PROBLEM DETAILS - Quote the backup instructions word for word, everything from "unzip hvmbackup-20220817155618.7790-mig0.zip" down to "or log error.".

Navigate to the backups directory
cd /opt/wandisco/hivemigrator/backups
ls -l
total 308
-r-------- 1 hive hadoop 3468 Aug 17 15:21 hvmbackup-20220817152118.7840-mig0.zip
-r-------- 1 hive hadoop 3468 Aug 17 15:28 hvmbackup-20220817152818.7820-mig0.zip
-r-------- 1 hive hadoop 3468 Aug 17 15:35 hvmbackup-20220817153518.7800-mig0.zip
-r-------- 1 hive hadoop 3468 Aug 17 15:42 hvmbackup-20220817154218.7790-mig0.zip
-r-------- 1 hive hadoop 3468 Aug 17 15:45 hvmbackup-20220817154527.1330-mig0.zip
-r-------- 1 hive hadoop 3468 Aug 17 15:49 hvmbackup-20220817154918.7800-mig0.zip
-r-------- 1 hive hadoop 3468 Aug 17 15:56 hvmbackup-20220817155618.7790-mig0.zip

Select a backup file that you want to inspect and run the following unzip command:

Unzip a selected metadata backup file

unzip hvmbackup-20220817155618.7790-mig0.zip

Resulting output
inflating: objects/BackupSchedule.json
inflating: objects/AgentConfigs.json
inflating: objects/Conditions.json
inflating: configs/etc/wandisco/hivemigrator/application.properties
inflating:  configs/etc/wandisco/hivemigrator/instanceId
inflating:  configs/etc/wandisco/hivemigrator/vars.sh
inflating: configs/etc/wandisco/hivemigrator/log4j2.yaml

danger

Files not present in their default locations aren't backed up. Missing files don't trigger a notification or log error.

Backup commands

The backup and restore feature can be managed through the UI, Rest API, and Data Migrator's CLI. Select where you wish to manage backups:

UI commands
REST API commands
CLI commands

UI commands

Manage backups and restore from backup using the UI. The available commands are described below:

Configure backup and restore operations for data migration and metadata migrations from the Configuration > Backup and restore UI section.

SUPPLIED DATA -

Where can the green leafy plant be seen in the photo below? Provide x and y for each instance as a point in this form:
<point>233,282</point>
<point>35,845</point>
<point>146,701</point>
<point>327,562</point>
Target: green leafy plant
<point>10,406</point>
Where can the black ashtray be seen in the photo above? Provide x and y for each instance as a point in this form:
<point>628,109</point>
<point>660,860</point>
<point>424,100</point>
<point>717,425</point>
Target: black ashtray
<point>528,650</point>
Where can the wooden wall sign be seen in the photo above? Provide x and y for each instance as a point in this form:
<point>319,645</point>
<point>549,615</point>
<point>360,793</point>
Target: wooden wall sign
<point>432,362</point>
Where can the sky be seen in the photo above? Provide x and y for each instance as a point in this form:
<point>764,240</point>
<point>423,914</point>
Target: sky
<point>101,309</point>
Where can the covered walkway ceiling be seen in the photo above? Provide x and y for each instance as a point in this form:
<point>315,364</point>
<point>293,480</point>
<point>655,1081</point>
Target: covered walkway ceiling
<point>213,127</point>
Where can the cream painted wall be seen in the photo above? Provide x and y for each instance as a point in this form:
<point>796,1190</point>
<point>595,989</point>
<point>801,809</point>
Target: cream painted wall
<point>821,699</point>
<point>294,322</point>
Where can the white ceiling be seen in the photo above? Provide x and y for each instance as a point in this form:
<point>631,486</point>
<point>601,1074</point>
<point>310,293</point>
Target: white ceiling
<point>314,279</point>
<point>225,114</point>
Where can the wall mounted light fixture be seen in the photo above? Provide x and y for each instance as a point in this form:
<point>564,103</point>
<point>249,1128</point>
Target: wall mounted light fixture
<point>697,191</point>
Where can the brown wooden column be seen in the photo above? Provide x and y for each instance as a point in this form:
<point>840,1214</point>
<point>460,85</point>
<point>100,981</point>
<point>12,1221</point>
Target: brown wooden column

TASK RESPONSE -
unzip hvmbackup-20220817155618.7790-mig0.zip

Resulting output
inflating: objects/BackupSchedule.json
inflating: objects/AgentConfigs.json
inflating: objects/Conditions.json
inflating: configs/etc/wandisco/hivemigrator/application.properties
inflating:  configs/etc/wandisco/hivemigrator/instanceId
inflating:  configs/etc/wandisco/hivemigrator/vars.sh
inflating: configs/etc/wandisco/hivemigrator/log4j2.yaml

danger

Files not present in their default locations aren't backed up. Missing files don't trigger a notification or log error.